CONSIGNE: Renvoyez tel quel le passage de l'extrait sur l'industrie ferroviaire allant de "Les facteurs qui" à "de leurs clients.".

EXTRAIT DU DOCUMENT:
"""

Les facteurs qui expliquent ce goulot d'étranglement sont nombreux, globaux et à la fois spécifiques. Un responsable d'un grand industriel ferroviaire nous explique: "le secteur est en tension, essentiellement au niveau de la supply-chain, pas sur sa capacité de production".

En clair, les constructeurs comme Alstom, CAF, Talgo, Hitachi... sont dépendants de la livraison de pièces par leurs sous-traitants, or ces derniers ont des difficultés à obtenir certaines matières premières et composants à base d'acier provenant notamment de Russie et d'Ukraine. De quoi provoquer un effet domino auprès de leurs clients.

"Tout prend plus de temps à venir, toute la chaîne prend du retard, confirme Frédéric de Dekemmter, expert du rail et blogueur. Il faut également y ajouter le contrecoup de la pandémie".

Mais pour François Guénard, consultant spécialisé au sein du cabinet Roland Berger, les sous-traitants ne sont pas les seuls responsables.

"La plupart des industriels sont désormais engagés à accroître davantage le focus sur l’industriel au sens large après avoir consacré beaucoup d’énergie sur le commercial et l’intégration suite au mouvement de consolidation", explique-t-il, faisant notamment référence au rachat douloureux du canadien Bombardier par Alstom.

En 2015, les opérateurs sommés de réduire leurs parcs

Il faut aussi prendre en compte la rigidité de cette industrie. Ainsi, chez Alstom, les sites de production français sont saturés alors que ceux en Allemagne sont sous-utilisés. Problème, "il est très compliqué de transférer une production d'un site en surcapacité à un site sous-employé", explique François Guénard.

Et il faut ajouter le manque d'interopérabilité entre les réseaux en Europe ou encore certaines pénuries de ressources humaines autant chez les cols gris que chez les cols blancs. Résultat, un opérateur qui commanderait aujourd'hui une rame à grande vitesse ne l'obtiendrait pas avant 2027 ou 2028.

"""

EXTRAITS DE DONNÉES:
"""

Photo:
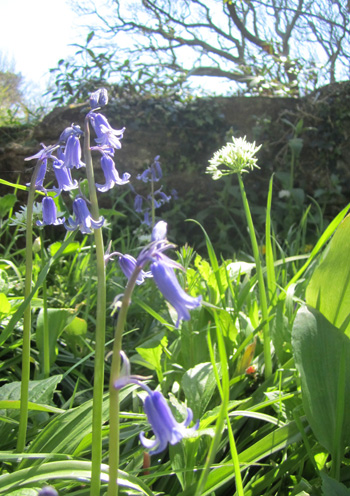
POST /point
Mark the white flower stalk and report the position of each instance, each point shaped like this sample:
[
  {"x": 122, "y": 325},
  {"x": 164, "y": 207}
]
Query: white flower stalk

"""
"""

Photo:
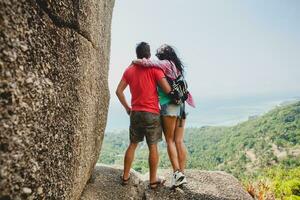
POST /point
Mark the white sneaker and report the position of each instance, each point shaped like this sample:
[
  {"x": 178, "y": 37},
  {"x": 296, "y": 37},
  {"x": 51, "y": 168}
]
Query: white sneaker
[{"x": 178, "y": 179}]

"""

RÉSULTAT:
Les facteurs qui expliquent ce goulot d'étranglement sont nombreux, globaux et à la fois spécifiques. Un responsable d'un grand industriel ferroviaire nous explique: "le secteur est en tension, essentiellement au niveau de la supply-chain, pas sur sa capacité de production".

En clair, les constructeurs comme Alstom, CAF, Talgo, Hitachi... sont dépendants de la livraison de pièces par leurs sous-traitants, or ces derniers ont des difficultés à obtenir certaines matières premières et composants à base d'acier provenant notamment de Russie et d'Ukraine. De quoi provoquer un effet domino auprès de leurs clients.